During the early modern period in England, printed ballads and pamphlets regularly proliferated misinformation, be it to push an agenda or simply for convenience—and people knew it.
People who wrote ballads were often the victims of harsh criticism from their contemporaries, who viewed their work as of low quality. In 1676, Walter Pope described them as ‘the worst Rimers in the world’ with Quadratus of John Marston’s What You Will (1607) remarking that ‘every ballad-monger/Can cry his idle foppish humour.’ Besides the flowery tales of lovers, ballads about crime were particularly popular.
In 1642, when protesting against a speech he was instructed by parliament to deliver to his congregation, Minister Benjamin Spencer apparently refused on the grounds that he ‘could not avouch to have received it from any other authority than a Pamphlet seller, or a Ballad-monger.’ When justifying his book about New England in 1634, William Wood explains that he wishes to provide correct information in response to ‘many scandalous and false reports […] even from the sulphurious breath of every base ballad-monger.’
During the 17th century, the trials of witches were of particular interest to the public, if the quantity of them is any indication, and thus it is unsurprising that in John Fletcher’s The Night Walker (first performed in 1633), ‘A ballad of the witches hang’d at Ludlow’ is referenced when a conversation about the medium arises.

• [DATA PROVIDED]
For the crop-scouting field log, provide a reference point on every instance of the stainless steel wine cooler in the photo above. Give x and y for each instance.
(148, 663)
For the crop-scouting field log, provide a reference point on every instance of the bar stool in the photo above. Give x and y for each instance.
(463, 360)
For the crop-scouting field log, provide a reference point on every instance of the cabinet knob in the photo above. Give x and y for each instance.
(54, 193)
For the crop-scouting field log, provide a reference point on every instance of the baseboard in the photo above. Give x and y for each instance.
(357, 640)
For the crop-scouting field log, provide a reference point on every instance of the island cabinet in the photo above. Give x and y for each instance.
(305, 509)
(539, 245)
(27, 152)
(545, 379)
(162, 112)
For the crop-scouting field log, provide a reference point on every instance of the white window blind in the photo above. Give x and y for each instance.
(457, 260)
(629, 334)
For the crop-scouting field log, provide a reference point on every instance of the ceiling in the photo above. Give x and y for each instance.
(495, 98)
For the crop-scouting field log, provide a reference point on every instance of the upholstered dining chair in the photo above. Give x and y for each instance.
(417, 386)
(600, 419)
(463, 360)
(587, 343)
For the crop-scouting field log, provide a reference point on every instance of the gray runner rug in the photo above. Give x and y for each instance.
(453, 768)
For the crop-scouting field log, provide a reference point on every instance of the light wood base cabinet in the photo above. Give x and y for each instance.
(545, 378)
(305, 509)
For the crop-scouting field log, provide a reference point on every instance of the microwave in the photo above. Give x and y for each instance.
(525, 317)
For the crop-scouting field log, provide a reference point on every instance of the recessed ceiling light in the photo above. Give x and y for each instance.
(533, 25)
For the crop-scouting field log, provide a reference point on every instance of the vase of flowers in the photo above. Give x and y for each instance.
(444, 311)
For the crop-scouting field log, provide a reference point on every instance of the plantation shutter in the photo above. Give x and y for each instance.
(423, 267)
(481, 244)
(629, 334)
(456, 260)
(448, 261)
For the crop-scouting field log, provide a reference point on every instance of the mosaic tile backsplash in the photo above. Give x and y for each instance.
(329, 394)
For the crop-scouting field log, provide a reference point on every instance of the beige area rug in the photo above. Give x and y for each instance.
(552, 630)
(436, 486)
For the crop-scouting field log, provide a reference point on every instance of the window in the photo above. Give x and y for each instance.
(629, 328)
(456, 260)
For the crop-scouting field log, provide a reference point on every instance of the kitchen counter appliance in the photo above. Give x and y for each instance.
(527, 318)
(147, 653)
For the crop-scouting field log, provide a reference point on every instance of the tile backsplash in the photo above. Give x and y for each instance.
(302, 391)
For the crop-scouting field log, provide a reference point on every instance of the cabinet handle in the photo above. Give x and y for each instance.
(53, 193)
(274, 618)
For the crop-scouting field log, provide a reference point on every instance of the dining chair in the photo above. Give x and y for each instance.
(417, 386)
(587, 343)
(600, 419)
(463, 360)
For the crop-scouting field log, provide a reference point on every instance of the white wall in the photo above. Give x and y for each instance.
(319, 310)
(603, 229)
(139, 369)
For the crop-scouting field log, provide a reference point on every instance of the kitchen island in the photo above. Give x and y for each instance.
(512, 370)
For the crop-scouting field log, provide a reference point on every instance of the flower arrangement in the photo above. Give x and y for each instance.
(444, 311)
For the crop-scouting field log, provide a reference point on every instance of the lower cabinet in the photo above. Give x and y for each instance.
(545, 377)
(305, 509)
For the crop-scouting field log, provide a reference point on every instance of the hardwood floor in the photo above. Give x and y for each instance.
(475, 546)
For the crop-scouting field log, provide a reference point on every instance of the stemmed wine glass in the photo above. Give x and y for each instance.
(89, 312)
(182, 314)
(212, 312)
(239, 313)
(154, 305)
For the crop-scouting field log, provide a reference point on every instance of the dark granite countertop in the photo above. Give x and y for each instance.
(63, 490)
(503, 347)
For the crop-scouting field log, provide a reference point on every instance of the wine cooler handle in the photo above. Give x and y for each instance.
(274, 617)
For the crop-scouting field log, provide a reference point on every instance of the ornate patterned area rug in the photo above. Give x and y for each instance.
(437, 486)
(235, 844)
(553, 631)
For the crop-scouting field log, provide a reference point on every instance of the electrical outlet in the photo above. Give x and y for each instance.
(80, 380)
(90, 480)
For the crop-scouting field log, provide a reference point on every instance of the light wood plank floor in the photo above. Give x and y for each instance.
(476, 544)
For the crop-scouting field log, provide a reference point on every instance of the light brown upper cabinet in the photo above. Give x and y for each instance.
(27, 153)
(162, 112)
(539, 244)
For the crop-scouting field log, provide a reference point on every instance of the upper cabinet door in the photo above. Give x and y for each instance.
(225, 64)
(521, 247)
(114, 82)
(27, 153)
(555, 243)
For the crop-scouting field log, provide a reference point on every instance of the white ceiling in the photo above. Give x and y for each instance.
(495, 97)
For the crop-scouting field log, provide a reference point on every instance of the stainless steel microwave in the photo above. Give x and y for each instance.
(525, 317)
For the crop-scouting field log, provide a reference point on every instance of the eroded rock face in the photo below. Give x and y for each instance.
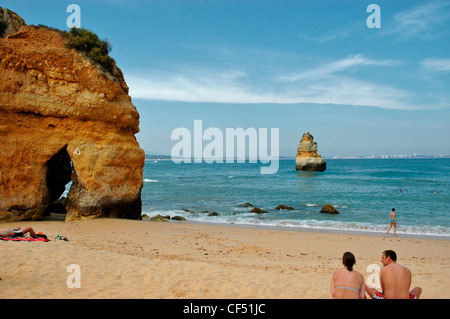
(63, 117)
(15, 22)
(307, 158)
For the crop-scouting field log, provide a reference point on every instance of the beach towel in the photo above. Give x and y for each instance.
(24, 239)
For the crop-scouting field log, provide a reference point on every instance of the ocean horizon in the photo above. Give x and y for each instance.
(362, 190)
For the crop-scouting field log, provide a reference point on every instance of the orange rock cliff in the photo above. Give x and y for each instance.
(64, 118)
(307, 158)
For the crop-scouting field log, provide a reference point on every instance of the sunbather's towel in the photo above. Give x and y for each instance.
(24, 239)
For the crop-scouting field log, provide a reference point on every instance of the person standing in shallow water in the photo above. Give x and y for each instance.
(392, 222)
(347, 283)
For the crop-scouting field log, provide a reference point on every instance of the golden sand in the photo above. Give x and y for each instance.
(142, 259)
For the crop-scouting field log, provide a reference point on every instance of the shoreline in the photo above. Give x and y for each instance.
(323, 230)
(60, 217)
(127, 259)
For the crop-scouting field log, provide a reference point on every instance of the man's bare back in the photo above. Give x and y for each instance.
(395, 281)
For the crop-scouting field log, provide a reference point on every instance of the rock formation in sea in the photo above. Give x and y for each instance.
(329, 209)
(64, 118)
(307, 158)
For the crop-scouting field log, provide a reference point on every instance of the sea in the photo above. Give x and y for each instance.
(363, 191)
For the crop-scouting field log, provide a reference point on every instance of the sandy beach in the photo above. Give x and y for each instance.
(141, 259)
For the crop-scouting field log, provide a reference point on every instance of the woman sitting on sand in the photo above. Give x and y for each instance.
(347, 283)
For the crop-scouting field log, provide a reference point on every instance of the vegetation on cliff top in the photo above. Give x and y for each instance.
(89, 43)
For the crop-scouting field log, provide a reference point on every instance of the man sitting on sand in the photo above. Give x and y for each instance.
(395, 280)
(17, 232)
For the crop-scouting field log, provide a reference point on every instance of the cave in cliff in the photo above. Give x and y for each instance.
(59, 172)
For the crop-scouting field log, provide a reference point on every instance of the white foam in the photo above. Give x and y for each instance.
(147, 180)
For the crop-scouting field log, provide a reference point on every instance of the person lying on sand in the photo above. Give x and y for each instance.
(347, 283)
(395, 280)
(18, 232)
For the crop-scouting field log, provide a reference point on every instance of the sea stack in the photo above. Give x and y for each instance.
(64, 118)
(307, 158)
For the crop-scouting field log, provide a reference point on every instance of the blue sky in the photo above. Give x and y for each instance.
(294, 65)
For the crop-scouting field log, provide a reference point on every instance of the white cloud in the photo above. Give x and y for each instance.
(426, 20)
(238, 87)
(436, 64)
(338, 66)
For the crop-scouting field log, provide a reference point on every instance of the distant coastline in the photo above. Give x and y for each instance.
(151, 157)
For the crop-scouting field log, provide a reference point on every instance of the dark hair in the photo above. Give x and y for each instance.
(349, 260)
(390, 253)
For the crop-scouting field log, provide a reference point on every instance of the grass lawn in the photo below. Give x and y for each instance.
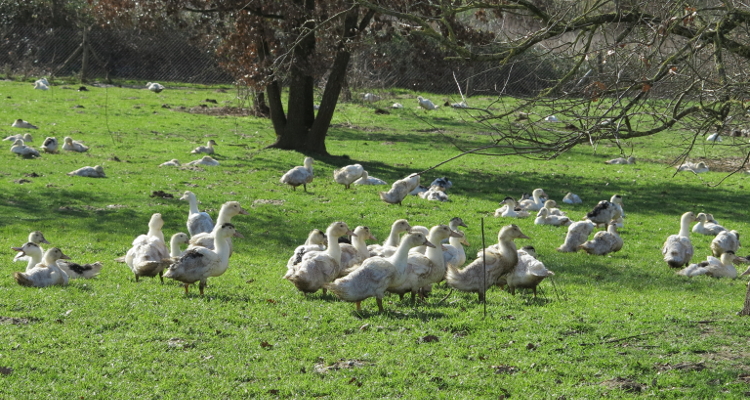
(617, 326)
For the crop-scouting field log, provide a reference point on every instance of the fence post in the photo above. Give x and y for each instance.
(85, 57)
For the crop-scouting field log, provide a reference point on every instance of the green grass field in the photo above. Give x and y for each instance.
(618, 326)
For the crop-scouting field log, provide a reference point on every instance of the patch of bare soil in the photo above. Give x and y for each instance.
(220, 111)
(729, 164)
(343, 364)
(624, 384)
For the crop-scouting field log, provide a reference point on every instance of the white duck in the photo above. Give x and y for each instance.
(398, 192)
(50, 145)
(320, 267)
(454, 252)
(621, 160)
(26, 137)
(412, 182)
(510, 209)
(29, 251)
(426, 104)
(227, 211)
(678, 249)
(175, 241)
(528, 273)
(377, 274)
(366, 179)
(316, 241)
(697, 168)
(171, 163)
(299, 175)
(207, 149)
(198, 221)
(89, 172)
(543, 217)
(603, 213)
(39, 85)
(353, 254)
(572, 198)
(394, 237)
(348, 174)
(154, 87)
(19, 123)
(578, 233)
(500, 259)
(149, 255)
(198, 264)
(551, 206)
(534, 204)
(435, 193)
(20, 148)
(604, 242)
(35, 237)
(206, 160)
(714, 267)
(46, 273)
(73, 145)
(424, 270)
(706, 228)
(725, 241)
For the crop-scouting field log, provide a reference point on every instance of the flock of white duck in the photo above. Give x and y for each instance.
(207, 255)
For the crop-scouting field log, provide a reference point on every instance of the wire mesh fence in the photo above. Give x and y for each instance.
(108, 54)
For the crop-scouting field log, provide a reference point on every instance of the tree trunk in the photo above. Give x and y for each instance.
(303, 130)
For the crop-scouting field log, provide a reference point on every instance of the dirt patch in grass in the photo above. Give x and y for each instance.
(624, 384)
(728, 164)
(15, 321)
(220, 111)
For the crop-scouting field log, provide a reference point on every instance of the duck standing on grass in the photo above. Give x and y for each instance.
(320, 267)
(348, 174)
(678, 249)
(198, 264)
(299, 175)
(499, 260)
(149, 255)
(46, 273)
(377, 274)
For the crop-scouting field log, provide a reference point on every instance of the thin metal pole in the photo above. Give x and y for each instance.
(483, 290)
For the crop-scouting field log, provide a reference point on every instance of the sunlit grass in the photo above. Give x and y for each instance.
(624, 316)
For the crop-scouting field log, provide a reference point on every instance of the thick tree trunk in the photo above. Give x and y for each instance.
(302, 130)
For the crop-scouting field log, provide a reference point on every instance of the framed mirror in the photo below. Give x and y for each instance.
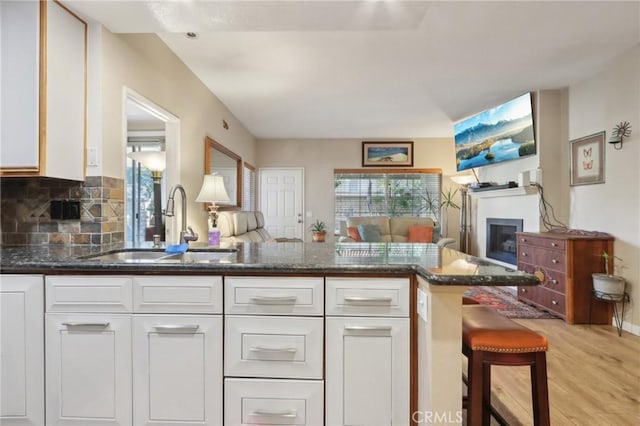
(219, 159)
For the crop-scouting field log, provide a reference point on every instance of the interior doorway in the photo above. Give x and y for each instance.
(281, 201)
(148, 127)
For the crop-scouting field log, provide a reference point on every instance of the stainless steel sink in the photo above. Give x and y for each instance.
(160, 256)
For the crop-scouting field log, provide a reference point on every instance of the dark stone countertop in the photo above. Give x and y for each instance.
(439, 266)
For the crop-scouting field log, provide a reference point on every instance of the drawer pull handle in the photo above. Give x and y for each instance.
(270, 300)
(175, 327)
(86, 324)
(368, 328)
(283, 413)
(358, 299)
(272, 350)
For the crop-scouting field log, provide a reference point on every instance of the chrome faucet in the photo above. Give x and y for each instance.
(186, 233)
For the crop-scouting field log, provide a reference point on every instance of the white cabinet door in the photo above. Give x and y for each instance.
(88, 369)
(367, 371)
(21, 350)
(177, 370)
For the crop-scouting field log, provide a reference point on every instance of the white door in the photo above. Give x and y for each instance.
(88, 369)
(21, 350)
(281, 201)
(367, 371)
(177, 370)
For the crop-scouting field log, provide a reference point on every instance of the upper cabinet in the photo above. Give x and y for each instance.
(43, 84)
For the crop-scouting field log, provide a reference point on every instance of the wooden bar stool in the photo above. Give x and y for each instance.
(489, 338)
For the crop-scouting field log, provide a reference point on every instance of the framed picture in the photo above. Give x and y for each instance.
(587, 160)
(385, 154)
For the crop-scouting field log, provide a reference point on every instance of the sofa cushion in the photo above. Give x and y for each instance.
(353, 233)
(369, 233)
(381, 221)
(252, 223)
(420, 234)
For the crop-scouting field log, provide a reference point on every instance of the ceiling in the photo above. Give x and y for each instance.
(376, 69)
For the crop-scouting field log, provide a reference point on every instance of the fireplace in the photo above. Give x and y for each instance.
(501, 239)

• [PROBLEMS TO WORK ON]
**a.** Which specific years does the text on early modern ballads mention? List each one.
**b.** Count the lines of the rows that contain the string "cooler", with case mattering. What is the number? Reply with the number alone.

• [EXPECTED RESULTS]
**a.** 1676, 1607, 1642, 1634, 1633

**b.** 2